YOUR TASKS:
**a)** In the author biographies, edit the passage between "Margarita Calderón, Ph.D., is" and "in their classrooms.", inclusive, so that "teachers" reads "educators" instead.
**b)** In the author biographies, since what year has Margarita Calderón been working with New York City's Department of Education?

PAGE TEXT START

About the Authors
Diane August is currently a research scientist at the Center for Applied Linguistics, as well as an educational consultant located in Washington, D.C. At the Center for Applied Linguistics, she is the co principal investigator for a number of federally funded studies; one is an investigation of the development of literacy in second- language learners and the other is focused on the development of a measure of reading comprehension.
Margarita Calderón, Ph.D., is a professor and senior research scientist at Johns Hopkins University School of Education. Since 2004, she has been conducting research studies funded by the Carnegie Corporation of New York. Since 2006, she has been working with New York City's Department of Education on the training of middle and high school teachers who have low-performing English-language learners in their classrooms.

PAGE TEXT END
RECORDED DATA START

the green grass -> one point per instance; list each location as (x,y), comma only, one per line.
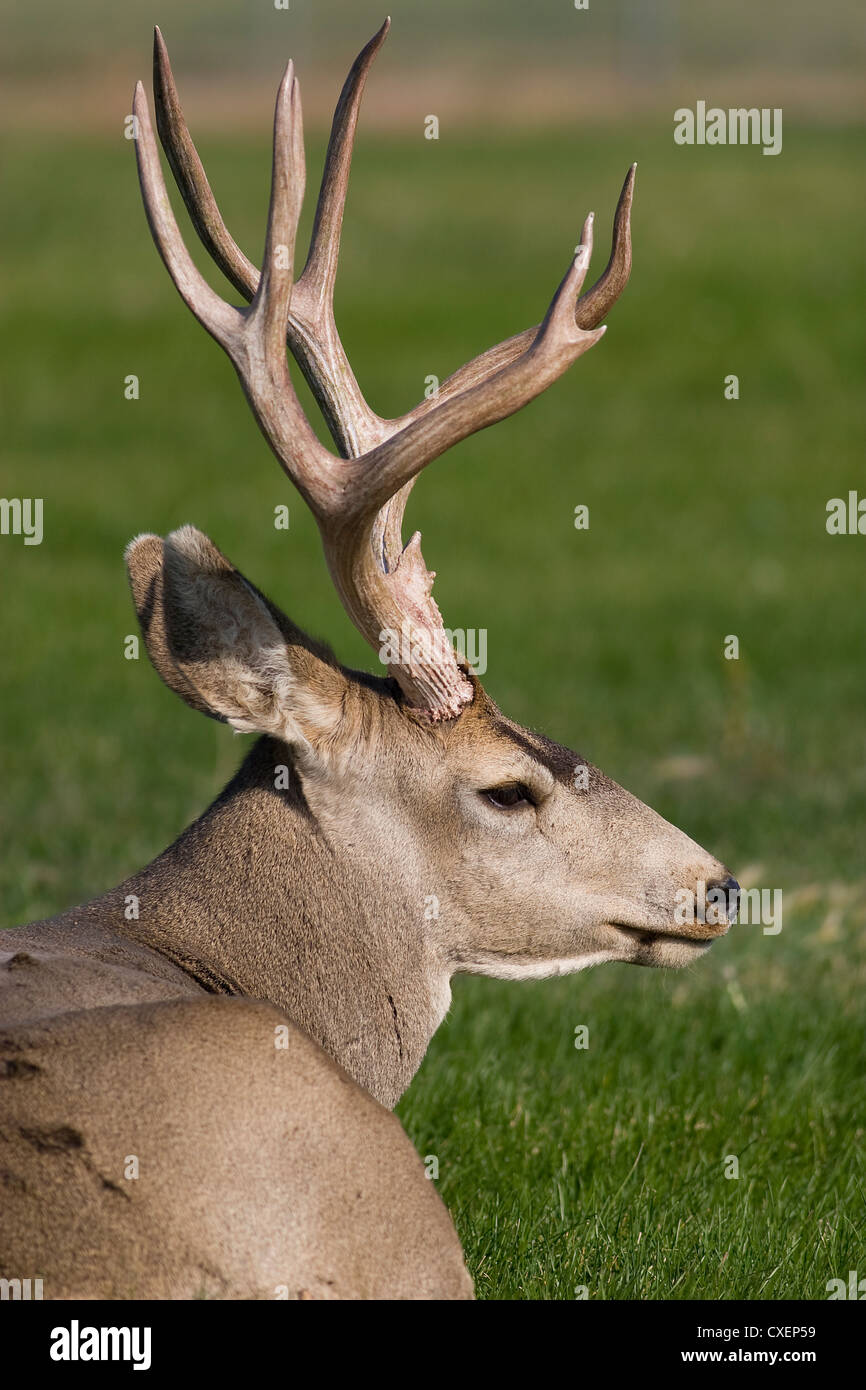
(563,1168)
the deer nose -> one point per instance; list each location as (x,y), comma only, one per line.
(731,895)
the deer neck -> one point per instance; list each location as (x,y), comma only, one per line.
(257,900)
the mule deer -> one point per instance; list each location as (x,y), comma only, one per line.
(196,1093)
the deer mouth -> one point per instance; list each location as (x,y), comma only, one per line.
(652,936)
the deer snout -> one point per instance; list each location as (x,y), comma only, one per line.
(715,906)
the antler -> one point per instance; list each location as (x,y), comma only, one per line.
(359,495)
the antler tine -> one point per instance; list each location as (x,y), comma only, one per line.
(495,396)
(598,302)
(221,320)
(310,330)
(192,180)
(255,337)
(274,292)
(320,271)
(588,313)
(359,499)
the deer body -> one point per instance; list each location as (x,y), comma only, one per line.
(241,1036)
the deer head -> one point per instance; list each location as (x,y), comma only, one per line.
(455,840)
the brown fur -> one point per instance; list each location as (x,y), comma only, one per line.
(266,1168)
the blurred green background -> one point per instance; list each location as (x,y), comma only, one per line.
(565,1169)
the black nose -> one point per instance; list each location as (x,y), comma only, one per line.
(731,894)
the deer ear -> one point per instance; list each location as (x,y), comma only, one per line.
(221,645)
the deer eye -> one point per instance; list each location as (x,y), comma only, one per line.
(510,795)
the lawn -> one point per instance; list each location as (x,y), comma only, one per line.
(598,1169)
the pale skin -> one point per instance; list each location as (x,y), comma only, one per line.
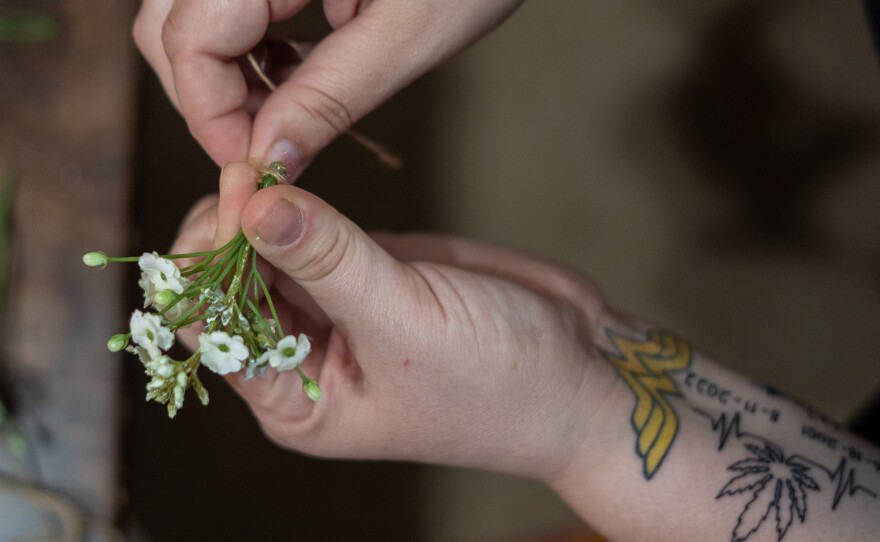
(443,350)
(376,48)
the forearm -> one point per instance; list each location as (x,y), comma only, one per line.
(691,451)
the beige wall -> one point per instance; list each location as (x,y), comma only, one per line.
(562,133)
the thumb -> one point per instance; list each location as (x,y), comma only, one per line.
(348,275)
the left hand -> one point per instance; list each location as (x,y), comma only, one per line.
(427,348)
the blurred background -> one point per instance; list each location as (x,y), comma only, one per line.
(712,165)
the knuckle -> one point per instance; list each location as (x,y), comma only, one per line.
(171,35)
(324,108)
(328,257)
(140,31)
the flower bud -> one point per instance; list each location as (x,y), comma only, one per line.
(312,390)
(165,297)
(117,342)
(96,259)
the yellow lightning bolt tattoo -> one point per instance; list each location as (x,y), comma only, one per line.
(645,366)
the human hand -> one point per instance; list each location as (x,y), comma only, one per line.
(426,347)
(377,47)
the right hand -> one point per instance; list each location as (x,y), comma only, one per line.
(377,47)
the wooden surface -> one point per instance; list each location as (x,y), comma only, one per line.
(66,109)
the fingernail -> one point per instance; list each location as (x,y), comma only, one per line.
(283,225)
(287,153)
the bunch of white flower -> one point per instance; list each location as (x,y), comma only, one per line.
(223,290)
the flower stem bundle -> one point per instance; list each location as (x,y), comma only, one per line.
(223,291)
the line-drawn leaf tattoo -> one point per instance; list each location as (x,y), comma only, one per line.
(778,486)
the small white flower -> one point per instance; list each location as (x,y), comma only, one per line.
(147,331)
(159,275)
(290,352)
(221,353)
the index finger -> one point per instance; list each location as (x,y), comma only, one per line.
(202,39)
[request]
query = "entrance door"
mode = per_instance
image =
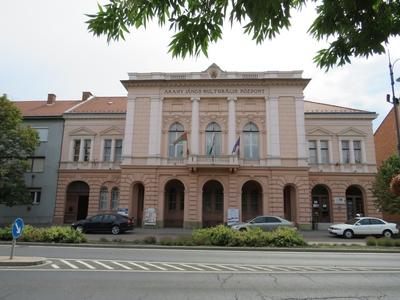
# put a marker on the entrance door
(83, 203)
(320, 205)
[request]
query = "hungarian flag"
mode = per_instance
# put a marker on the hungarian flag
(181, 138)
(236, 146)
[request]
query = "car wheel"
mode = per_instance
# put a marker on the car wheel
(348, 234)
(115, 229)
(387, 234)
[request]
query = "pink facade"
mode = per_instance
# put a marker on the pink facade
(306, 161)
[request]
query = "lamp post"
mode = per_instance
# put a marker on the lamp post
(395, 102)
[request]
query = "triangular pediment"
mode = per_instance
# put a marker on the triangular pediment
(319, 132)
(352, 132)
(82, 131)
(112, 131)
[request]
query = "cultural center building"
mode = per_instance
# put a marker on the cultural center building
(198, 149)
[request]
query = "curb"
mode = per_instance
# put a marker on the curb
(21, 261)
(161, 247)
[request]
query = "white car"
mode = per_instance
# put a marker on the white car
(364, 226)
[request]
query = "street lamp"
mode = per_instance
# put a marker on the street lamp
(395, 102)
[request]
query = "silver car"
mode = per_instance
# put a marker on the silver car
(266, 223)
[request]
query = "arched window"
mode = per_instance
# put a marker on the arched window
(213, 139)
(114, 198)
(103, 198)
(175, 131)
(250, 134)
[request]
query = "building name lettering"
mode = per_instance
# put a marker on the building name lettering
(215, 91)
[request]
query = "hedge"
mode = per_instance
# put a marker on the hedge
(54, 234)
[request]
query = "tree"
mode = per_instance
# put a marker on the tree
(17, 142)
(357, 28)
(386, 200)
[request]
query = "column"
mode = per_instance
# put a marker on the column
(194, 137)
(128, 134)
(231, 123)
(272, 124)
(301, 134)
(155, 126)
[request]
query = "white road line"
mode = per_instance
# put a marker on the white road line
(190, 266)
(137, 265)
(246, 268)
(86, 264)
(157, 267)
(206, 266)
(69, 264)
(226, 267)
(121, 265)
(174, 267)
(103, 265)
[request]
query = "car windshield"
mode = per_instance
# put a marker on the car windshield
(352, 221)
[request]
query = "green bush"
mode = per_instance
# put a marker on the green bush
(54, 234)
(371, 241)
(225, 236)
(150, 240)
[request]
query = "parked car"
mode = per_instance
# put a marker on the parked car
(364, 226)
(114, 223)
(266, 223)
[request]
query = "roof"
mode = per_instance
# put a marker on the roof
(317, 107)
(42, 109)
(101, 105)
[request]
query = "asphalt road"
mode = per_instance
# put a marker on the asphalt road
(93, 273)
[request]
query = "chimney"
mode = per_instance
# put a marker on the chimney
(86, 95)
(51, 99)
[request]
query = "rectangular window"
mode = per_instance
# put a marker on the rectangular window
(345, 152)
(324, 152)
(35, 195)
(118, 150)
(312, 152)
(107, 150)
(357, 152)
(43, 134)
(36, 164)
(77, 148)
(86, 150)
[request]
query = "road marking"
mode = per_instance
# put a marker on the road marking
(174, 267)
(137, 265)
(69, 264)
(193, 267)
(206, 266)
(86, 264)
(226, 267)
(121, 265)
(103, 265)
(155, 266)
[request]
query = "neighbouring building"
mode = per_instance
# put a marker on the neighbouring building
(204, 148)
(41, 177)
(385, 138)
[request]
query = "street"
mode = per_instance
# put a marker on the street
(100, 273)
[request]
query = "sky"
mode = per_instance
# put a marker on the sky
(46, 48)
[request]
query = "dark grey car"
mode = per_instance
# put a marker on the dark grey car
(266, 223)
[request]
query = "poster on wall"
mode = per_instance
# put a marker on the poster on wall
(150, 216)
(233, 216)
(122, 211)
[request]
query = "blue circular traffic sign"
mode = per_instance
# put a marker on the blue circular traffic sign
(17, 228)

RECORDED DATA END

YOUR RESPONSES:
**a)**
Margarita Calderón, Ph.D., is a professor and senior research scientist at Johns Hopkins University School of Education. Since 2004, she has been conducting research studies funded by the Carnegie Corporation of New York. Since 2006, she has been working with New York City's Department of Education on the training of middle and high school educators who have low-performing English-language learners in their classrooms.

**b)** Since 2006.